··· Selected text
As Muslim women continue to be a focus of media-led debate, Naaz Rashid uses original scholarship and empirical research to examine how Muslim women are represented in policy discourse and how the trope of the Muslim woman is situated within national debates about Britishness, the death of multiculturalism and global concerns over international terrorism.

Analysing the relevance of class, citizenship status, and regional differences, Veiled threats is a valuable addition to the burgeoning literature on Muslims in the UK post 9/11. It will be of interest to academics and students in public and social policy, race equality, gender, and faith-based policy.
······
:: Tasks to complete ::
(1) Answer these questions from the book description:
(a) Who examines how Muslim women are represented in policy discourse?
(b) Which three factors does the book analyze the relevance of?
(c) In which fields will the book interest academics and students?
(2) Write a continuation of the book description, starting after its final sentence.
The listing that follows plays no part in what you need to do.
··· Entries provided
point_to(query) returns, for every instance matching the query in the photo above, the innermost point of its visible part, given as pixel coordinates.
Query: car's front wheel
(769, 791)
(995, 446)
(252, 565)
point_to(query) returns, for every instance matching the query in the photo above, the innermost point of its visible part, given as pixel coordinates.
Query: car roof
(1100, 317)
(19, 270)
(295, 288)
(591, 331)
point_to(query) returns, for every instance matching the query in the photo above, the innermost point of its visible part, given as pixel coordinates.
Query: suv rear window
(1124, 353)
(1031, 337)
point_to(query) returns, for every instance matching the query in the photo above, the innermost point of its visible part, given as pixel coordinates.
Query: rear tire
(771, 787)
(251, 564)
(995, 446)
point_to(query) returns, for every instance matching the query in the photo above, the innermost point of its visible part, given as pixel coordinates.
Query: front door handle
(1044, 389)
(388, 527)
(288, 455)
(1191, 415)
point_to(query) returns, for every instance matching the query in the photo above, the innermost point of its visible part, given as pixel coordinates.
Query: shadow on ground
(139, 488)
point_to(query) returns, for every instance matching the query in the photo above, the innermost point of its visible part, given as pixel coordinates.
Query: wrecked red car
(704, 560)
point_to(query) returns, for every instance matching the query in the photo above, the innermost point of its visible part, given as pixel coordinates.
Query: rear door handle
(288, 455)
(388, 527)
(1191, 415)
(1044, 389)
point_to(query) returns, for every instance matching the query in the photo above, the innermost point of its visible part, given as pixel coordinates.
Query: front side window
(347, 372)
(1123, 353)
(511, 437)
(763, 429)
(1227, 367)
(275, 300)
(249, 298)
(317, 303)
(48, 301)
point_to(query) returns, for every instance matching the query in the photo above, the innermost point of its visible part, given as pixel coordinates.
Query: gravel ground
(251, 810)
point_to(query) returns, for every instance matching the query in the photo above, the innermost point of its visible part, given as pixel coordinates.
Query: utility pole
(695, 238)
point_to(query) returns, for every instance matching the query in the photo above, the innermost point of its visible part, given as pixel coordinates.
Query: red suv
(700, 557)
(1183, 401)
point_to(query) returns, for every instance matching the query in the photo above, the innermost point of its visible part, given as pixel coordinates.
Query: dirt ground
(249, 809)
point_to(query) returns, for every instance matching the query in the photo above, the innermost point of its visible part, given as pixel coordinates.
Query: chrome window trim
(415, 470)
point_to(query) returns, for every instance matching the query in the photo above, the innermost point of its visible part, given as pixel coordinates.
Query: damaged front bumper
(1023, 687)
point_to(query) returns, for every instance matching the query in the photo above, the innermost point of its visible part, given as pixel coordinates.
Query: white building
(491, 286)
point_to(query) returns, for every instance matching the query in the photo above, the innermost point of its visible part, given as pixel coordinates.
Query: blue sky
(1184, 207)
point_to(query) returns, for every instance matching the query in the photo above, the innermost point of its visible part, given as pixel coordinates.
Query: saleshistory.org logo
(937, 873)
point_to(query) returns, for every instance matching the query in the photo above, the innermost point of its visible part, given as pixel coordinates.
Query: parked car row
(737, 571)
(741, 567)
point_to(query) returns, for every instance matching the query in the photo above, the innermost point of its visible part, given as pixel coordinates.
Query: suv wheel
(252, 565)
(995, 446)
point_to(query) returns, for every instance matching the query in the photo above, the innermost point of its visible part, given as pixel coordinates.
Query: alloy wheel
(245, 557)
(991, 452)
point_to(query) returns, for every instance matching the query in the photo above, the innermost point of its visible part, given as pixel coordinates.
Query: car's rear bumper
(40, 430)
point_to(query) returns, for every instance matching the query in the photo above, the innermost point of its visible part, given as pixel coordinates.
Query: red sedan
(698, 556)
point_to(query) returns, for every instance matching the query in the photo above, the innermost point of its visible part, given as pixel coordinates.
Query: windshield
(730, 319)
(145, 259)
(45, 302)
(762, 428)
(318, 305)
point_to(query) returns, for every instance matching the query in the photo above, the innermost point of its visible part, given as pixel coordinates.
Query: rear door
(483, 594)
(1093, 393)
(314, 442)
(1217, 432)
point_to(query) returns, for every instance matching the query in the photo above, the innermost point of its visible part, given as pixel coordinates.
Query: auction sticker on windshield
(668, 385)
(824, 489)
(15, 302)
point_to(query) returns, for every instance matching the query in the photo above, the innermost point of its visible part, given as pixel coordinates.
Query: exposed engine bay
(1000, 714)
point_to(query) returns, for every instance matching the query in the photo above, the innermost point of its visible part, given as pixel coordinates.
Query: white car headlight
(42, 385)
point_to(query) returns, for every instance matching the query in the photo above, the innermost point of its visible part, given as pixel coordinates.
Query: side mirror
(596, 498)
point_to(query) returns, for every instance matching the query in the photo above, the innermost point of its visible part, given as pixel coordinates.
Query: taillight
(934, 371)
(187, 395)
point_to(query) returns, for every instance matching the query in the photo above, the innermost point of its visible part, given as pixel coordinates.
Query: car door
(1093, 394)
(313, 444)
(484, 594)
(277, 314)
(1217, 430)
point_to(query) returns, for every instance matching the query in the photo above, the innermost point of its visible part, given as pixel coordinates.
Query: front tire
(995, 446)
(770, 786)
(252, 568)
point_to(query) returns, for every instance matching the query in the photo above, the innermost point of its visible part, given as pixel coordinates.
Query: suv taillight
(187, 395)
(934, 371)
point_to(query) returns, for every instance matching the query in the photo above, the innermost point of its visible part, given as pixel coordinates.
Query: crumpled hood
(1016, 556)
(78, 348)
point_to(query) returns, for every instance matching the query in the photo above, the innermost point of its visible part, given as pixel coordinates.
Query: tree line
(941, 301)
······
:: Expected results ::
(1)
(a) Naaz Rashid
(b) Class, citizenship status, and regional differences
(c) Public and social policy, race equality, gender, and faith-based policy

(2)
Dr Naaz Rashid is currently a Teaching Fellow at the School of Law, Politics and Sociology at the University of Sussex. She previously worked in central government and has held positions as a Research Associate in the Sociology Department at the University of Manchester and a Graduate Teaching Assistant at the London School of Economics and Political Science, where she completed her PhD in 2013. She has also previously studied at Birkbeck College and SOAS at the University of London and at the University of Cambridge. Her research interests include ‘race’, gender, religion, urban studies, and social policy. She has had her work published in Ethnic and Racial Studies, as well as in Open Democracy and The Guardian.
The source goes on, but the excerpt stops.